*What the exercise asks*.
Convert the rows below into a numbered list and skip any blank lines.

*Records shown*.
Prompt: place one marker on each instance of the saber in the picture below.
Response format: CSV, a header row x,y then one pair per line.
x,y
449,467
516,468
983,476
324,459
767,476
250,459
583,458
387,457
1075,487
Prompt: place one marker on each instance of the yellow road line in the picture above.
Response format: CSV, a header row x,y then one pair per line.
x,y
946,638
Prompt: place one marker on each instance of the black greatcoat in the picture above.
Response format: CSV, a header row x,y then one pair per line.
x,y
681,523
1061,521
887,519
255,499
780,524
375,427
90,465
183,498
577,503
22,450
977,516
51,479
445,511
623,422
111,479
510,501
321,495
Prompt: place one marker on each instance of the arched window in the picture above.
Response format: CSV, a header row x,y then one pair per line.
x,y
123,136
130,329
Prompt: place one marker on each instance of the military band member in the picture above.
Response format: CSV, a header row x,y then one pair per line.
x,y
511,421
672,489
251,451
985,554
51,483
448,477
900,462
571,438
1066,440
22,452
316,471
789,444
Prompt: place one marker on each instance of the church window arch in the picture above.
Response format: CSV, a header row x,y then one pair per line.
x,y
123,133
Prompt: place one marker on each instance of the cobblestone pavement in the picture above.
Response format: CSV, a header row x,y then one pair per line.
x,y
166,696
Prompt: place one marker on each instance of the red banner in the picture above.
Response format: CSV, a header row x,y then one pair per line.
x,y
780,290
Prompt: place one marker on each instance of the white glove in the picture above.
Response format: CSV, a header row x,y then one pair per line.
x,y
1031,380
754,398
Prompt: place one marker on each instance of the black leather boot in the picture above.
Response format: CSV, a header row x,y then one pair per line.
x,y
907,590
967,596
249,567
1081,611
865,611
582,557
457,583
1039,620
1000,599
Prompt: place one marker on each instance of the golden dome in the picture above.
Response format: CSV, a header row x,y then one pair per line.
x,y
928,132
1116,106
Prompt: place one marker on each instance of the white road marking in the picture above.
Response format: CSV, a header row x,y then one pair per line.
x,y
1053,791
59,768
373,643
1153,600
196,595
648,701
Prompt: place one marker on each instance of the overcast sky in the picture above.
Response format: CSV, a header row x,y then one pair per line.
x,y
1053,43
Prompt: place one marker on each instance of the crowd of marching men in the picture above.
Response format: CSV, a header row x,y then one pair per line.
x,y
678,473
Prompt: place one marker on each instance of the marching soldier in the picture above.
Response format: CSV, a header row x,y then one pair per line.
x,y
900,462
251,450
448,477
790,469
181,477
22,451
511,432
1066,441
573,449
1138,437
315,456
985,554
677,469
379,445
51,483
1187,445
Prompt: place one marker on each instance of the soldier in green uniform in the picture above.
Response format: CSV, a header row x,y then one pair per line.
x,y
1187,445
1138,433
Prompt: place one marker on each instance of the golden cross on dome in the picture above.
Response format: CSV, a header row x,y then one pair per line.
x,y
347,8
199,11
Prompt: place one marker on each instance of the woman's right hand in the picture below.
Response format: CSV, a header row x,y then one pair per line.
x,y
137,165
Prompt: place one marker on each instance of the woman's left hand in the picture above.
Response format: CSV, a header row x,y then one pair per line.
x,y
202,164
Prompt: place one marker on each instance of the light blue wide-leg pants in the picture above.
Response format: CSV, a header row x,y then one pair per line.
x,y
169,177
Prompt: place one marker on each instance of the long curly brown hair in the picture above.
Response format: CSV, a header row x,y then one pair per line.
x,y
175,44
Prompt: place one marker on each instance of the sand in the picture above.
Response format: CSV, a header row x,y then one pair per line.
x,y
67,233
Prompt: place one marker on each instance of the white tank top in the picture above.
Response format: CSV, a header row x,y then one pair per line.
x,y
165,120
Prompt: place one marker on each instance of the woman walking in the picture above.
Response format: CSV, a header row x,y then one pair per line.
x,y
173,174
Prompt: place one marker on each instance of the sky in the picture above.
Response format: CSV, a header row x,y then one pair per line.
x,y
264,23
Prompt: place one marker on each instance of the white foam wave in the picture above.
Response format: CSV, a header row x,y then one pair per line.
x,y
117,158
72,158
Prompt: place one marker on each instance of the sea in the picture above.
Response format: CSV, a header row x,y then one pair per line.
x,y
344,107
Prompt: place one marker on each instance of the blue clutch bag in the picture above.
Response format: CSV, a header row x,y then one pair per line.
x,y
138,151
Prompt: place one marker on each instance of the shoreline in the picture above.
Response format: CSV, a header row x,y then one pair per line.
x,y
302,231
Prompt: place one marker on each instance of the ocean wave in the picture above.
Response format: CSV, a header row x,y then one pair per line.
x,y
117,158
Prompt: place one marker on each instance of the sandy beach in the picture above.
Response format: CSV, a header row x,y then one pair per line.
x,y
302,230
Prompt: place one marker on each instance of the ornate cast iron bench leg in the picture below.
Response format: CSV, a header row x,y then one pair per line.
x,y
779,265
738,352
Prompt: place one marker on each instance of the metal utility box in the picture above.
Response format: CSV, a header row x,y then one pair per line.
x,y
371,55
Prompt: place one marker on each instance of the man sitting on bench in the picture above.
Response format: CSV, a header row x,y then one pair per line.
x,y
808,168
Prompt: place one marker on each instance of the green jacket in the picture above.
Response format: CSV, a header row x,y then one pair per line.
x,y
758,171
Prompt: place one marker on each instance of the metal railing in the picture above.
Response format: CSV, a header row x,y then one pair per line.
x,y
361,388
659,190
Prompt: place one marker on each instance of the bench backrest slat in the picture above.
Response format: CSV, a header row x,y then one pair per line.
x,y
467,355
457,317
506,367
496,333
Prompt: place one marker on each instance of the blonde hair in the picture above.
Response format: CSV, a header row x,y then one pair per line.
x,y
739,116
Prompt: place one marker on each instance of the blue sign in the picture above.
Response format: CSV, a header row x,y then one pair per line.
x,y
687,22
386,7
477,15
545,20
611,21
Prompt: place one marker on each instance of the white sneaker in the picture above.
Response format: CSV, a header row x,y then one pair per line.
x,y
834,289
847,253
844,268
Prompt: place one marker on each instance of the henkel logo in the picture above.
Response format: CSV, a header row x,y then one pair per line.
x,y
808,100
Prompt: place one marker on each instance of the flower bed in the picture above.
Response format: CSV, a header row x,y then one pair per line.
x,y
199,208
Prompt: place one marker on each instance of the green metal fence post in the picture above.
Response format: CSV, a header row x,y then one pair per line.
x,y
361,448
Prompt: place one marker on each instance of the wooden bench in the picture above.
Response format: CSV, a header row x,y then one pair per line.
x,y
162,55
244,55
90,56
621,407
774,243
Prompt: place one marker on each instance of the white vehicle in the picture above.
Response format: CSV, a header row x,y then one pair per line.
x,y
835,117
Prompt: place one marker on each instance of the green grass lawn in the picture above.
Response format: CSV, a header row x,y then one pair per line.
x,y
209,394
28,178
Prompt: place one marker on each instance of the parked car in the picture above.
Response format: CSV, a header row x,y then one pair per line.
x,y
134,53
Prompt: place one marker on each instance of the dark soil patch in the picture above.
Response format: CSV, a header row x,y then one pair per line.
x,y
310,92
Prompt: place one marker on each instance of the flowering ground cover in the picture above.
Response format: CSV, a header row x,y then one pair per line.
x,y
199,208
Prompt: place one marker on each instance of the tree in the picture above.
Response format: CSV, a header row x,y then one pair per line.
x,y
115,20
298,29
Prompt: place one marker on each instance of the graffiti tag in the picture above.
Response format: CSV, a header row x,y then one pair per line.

*Answer in full*.
1. Prompt: place one marker on each instance of the saber in the picture below.
2. Response format: CSV, a header row x,y then one pair per line.
3. x,y
4. 449,467
5. 516,468
6. 983,476
7. 324,459
8. 767,476
9. 250,459
10. 583,458
11. 387,457
12. 1075,487
13. Prompt: place one marker on each instance of the yellow road line in the picture above.
14. Response format: CSV, a header row x,y then one pair per line.
15. x,y
16. 946,638
17. Prompt: place one marker on each instance of the black greatcoat in the picture above.
18. Response format: CSV, a header row x,y then one pair per line.
19. x,y
20. 681,523
21. 1061,521
22. 887,519
23. 255,499
24. 780,524
25. 375,427
26. 90,465
27. 183,498
28. 577,503
29. 22,450
30. 977,516
31. 51,479
32. 445,511
33. 623,422
34. 111,479
35. 510,501
36. 321,495
37. Prompt: place one marker on each instance of the arched window in the picture above.
38. Response format: CSV, a header row x,y then one pair per line.
39. x,y
40. 123,136
41. 130,329
42. Prompt: place one marker on each instance of the military band member in the picture above.
43. Response format: CSV, a header row x,y then one pair per line.
44. x,y
45. 511,421
46. 672,489
47. 251,451
48. 985,554
49. 51,483
50. 448,477
51. 900,462
52. 571,438
53. 1066,440
54. 22,452
55. 316,471
56. 789,444
57. Prompt: place one marker on each instance of the church window arch in the picture above.
58. Response format: CSV, a header row x,y then one pair per line.
59. x,y
60. 123,133
61. Prompt: place one marker on each instance of the cobblestone pavement in the picture above.
62. Response format: CSV, a header row x,y then one pair per line.
63. x,y
64. 166,696
65. Prompt: place one marker on each instance of the red banner in the picture above.
66. Response format: CSV, a header row x,y then one pair per line.
67. x,y
68. 780,290
69. Prompt: place one marker on each instance of the white glove in the picture above.
70. Response format: CSV, a header row x,y then one pair per line.
71. x,y
72. 1031,380
73. 754,398
74. Prompt: place one marker on each instance of the black leather boot in the picture above.
75. Response format: CSV, a header row x,y then one pair per line.
76. x,y
77. 907,590
78. 967,596
79. 249,567
80. 1081,611
81. 865,611
82. 582,557
83. 457,583
84. 1039,620
85. 1000,599
86. Prompt: place one marker on each instance of the golden dome in the picture above.
87. Response format: CSV, a header row x,y then one pair per line.
88. x,y
89. 928,132
90. 1116,106
91. Prompt: place one marker on each instance of the white road marking in the picture above.
92. Response format: CSV, a header row x,y then one pair per line.
93. x,y
94. 1053,791
95. 59,768
96. 373,643
97. 1153,600
98. 196,595
99. 648,701
100. Prompt: place one marker on each instance of the overcast sky in the picture above.
101. Response format: CSV, a header row x,y then one pair per line.
102. x,y
103. 1053,43
104. Prompt: place one marker on each instance of the crowd of marching men in the picture above.
105. Response format: CSV, a header row x,y then one pair per line.
106. x,y
107. 678,473
108. Prompt: place one marker on each instance of the marching soldier in the picture above.
109. Response format: CSV, a header row x,y then one pair per line.
110. x,y
111. 900,462
112. 251,450
113. 448,477
114. 790,469
115. 181,477
116. 22,451
117. 511,432
118. 1066,441
119. 573,449
120. 1138,437
121. 315,456
122. 985,554
123. 677,469
124. 379,445
125. 51,483
126. 1187,445
127. Prompt: place one marker on each instance of the soldier in green uniform in the picture above.
128. Response format: CSV, a header row x,y then one pair per line.
129. x,y
130. 1187,445
131. 1138,433
132. Prompt: place one marker on each instance of the golden cross on dome in the picture above.
133. Response format: CSV, a header row x,y then one pair per line.
134. x,y
135. 347,8
136. 199,11
137. Prompt: place one marker on each instance of the woman's right hand in the picture below.
138. Response format: CSV, a header row x,y then one pair per line.
139. x,y
140. 137,165
141. Prompt: place one marker on each instance of the woman's left hand in the picture above.
142. Response format: CSV, a header row x,y then one pair per line.
143. x,y
144. 202,164
145. Prompt: place one marker on each instance of the light blue wide-leg pants in the picture above.
146. Response format: CSV, a header row x,y then one pair per line.
147. x,y
148. 169,177
149. Prompt: place one marker on each instance of the long curly brown hair in the picture above.
150. Response format: CSV, a header row x,y then one pair per line.
151. x,y
152. 175,44
153. Prompt: place one marker on each instance of the sand in the picture above.
154. Response format: CSV, a header row x,y then one pair per line.
155. x,y
156. 67,233
157. Prompt: place one marker on each instance of the white tank top in the picture above.
158. Response format: CSV, a header row x,y then one pair per line.
159. x,y
160. 165,120
161. Prompt: place one marker on each instance of the woman walking in the picture above.
162. Response format: CSV, a header row x,y then one pair per line.
163. x,y
164. 173,174
165. Prompt: place one marker on each instance of the sky in the picture above.
166. Response format: CSV, a header row x,y then one pair per line.
167. x,y
168. 264,23
169. Prompt: place one marker on each instance of the white foam wave in the picture above.
170. Response format: CSV, a header row x,y then one pair per line.
171. x,y
172. 117,158
173. 72,158
174. Prompt: place one marker on each instance of the sea in the picture above.
175. Response format: CSV, a header row x,y then one pair per line.
176. x,y
177. 344,107
178. Prompt: place one marker on each instance of the blue clutch bag in the picture above.
179. Response format: CSV, a header row x,y then one pair per line.
180. x,y
181. 138,151
182. Prompt: place one marker on each instance of the shoreline in the picture above.
183. Response format: CSV, a header row x,y then one pair per line.
184. x,y
185. 302,231
186. Prompt: place one marker on each instance of the ocean wave in the picture above.
187. Response format: CSV, a header row x,y then one pair per line.
188. x,y
189. 117,158
190. Prompt: place one marker on each instance of the sandy beach in the picture above.
191. Response format: CSV, a header row x,y then one pair per line.
192. x,y
193. 302,230
194. Prompt: place one marker on each instance of the ornate cast iron bench leg in the picture below.
195. Response format: CSV, a header row x,y then one pair per line.
196. x,y
197. 779,265
198. 738,352
199. Prompt: place one marker on each instance of the metal utility box in the picture above.
200. Response format: CSV, a header row x,y then one pair per line.
201. x,y
202. 371,55
203. Prompt: place one marker on each instance of the man sitting on bench in the picture above.
204. Response format: CSV, a header row x,y then one pair per line.
205. x,y
206. 808,168
207. Prompt: place one marker on each instance of the green jacket in the picture above.
208. Response format: CSV, a header row x,y then one pair per line.
209. x,y
210. 758,171
211. Prompt: place one marker on each instance of the metal railing in the picture above.
212. Response format: CSV, a header row x,y then one pair per line.
213. x,y
214. 361,388
215. 659,190
216. Prompt: place one marker on each instance of the bench backrest slat in the picture above.
217. Response format: CSV, a header row x,y then one pair per line.
218. x,y
219. 467,355
220. 457,317
221. 506,367
222. 496,333
223. Prompt: place one marker on each instance of the blonde hair in the picture above.
224. Response format: CSV, a header row x,y then one pair per line.
225. x,y
226. 739,116
227. Prompt: place one marker on each instance of the blue sign in the picture above.
228. Response format: CSV, a header row x,y then one pair per line.
229. x,y
230. 687,22
231. 386,7
232. 477,15
233. 545,20
234. 611,21
235. Prompt: place one marker on each instance of the white sneaker in the picture above.
236. Response format: CSV, a header row x,y then one pair per line.
237. x,y
238. 834,289
239. 847,253
240. 844,268
241. Prompt: place one marker on each instance of the henkel logo in the picture above.
242. Response format: CSV, a header row x,y then one pair per line.
243. x,y
244. 808,100
245. Prompt: place one marker on each instance of the flower bed in the picture above.
246. Response format: CSV, a header row x,y then one pair per line.
247. x,y
248. 199,208
249. Prompt: place one marker on each instance of the green metal fence post in the picture above.
250. Response format: CSV, a header row x,y then one pair per line.
251. x,y
252. 361,448
253. Prompt: place one marker on each instance of the wooden bench in the picture above.
254. Response format: CSV, a header row x,y then one pair per line.
255. x,y
256. 162,55
257. 244,55
258. 90,56
259. 621,407
260. 774,243
261. Prompt: place one marker on each instance of the white vehicle in the picture above.
262. Response format: CSV, a header row x,y then one pair per line.
263. x,y
264. 835,117
265. Prompt: place one marker on each instance of the green grass lawn in the picture above.
266. Response format: CSV, a header row x,y then one pair per line.
267. x,y
268. 209,394
269. 28,178
270. Prompt: place one marker on each instance of the parked car in the picture above.
271. Response format: CSV, a header row x,y then one pair per line.
272. x,y
273. 134,53
274. Prompt: place one marker on each instance of the dark soil patch in the picture above.
275. Response format: CSV, a header row x,y then one pair per line.
276. x,y
277. 310,92
278. Prompt: place one marker on each instance of the flowering ground cover in the picture above.
279. Response format: CSV, a header row x,y then one pair per line.
280. x,y
281. 199,208
282. Prompt: place one marker on each instance of the tree in the picture above.
283. Response format: CSV, a header row x,y then one pair per line.
284. x,y
285. 115,20
286. 298,29
287. Prompt: place one marker on each instance of the graffiti tag in the picture above.
288. Response format: CSV, a header row x,y then one pair per line.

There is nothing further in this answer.